▶ [Your objective]:
What follows is a set of entries. Give them again exactly, without the pictures.

[Image region outline records]
**********
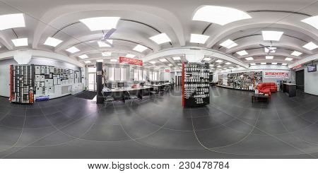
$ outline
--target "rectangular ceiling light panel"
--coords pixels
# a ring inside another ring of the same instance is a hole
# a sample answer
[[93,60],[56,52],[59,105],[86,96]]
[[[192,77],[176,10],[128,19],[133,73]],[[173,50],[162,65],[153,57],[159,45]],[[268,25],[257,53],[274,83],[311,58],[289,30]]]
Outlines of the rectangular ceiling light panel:
[[134,47],[133,50],[137,51],[139,52],[143,52],[143,51],[146,50],[148,48],[146,47],[144,47],[141,44],[136,45],[135,47]]
[[170,39],[165,33],[162,33],[162,34],[155,35],[153,37],[150,37],[149,39],[153,40],[158,44],[171,42]]
[[240,51],[240,52],[237,52],[236,53],[240,54],[240,56],[244,56],[244,55],[249,54],[249,53],[247,53],[247,52],[246,52],[245,50]]
[[0,16],[0,30],[21,27],[25,27],[23,13]]
[[15,47],[28,46],[28,38],[18,38],[11,40]]
[[236,44],[235,42],[232,41],[231,40],[228,39],[228,40],[220,44],[220,46],[223,46],[228,49],[230,49],[233,47],[237,46],[237,44]]
[[80,49],[77,49],[76,47],[71,47],[66,49],[67,52],[73,54],[75,52],[79,52]]
[[263,30],[261,31],[261,34],[263,35],[263,40],[279,41],[283,32]]
[[95,30],[108,30],[112,28],[116,28],[119,17],[98,17],[90,18],[80,20],[91,31]]
[[45,40],[44,44],[47,45],[47,46],[57,47],[62,42],[63,42],[62,40],[60,40],[59,39],[47,37],[47,40]]
[[191,34],[190,42],[205,44],[208,37],[208,35]]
**********
▶ [Answer to the task]:
$ outline
--target "rectangular ceiling light panel"
--coords pixels
# a ring inside another ring of the same instance is a hole
# a sample answer
[[93,60],[56,52],[59,105],[86,96]]
[[[192,77],[176,10],[128,19],[133,73]],[[173,50],[162,65],[153,57],[159,45]],[[268,25],[257,53],[274,83],[311,58],[289,30]]]
Outlines of the rectangular ceiling light panel:
[[134,47],[133,50],[137,51],[139,52],[143,52],[143,51],[146,50],[148,48],[146,47],[144,47],[141,44],[136,45],[135,47]]
[[170,39],[165,33],[162,33],[162,34],[155,35],[153,37],[150,37],[149,39],[153,40],[158,44],[171,42]]
[[240,51],[240,52],[237,52],[236,53],[240,54],[240,56],[244,56],[244,55],[249,54],[249,53],[247,53],[247,52],[246,52],[245,50]]
[[0,16],[0,30],[21,27],[25,27],[23,13]]
[[15,47],[28,46],[28,38],[18,38],[11,40]]
[[236,44],[235,42],[232,41],[231,40],[228,39],[228,40],[220,44],[220,46],[223,46],[228,49],[230,49],[233,47],[237,46],[237,44]]
[[80,49],[77,49],[76,47],[71,47],[66,49],[67,52],[73,54],[75,52],[79,52]]
[[263,30],[261,31],[261,34],[263,35],[263,40],[279,41],[283,32]]
[[95,30],[108,30],[112,28],[116,28],[119,17],[98,17],[90,18],[80,20],[91,31]]
[[45,40],[44,44],[47,45],[47,46],[57,47],[62,42],[63,42],[62,40],[60,40],[59,39],[47,37],[47,40]]
[[191,34],[190,42],[205,44],[208,37],[208,35]]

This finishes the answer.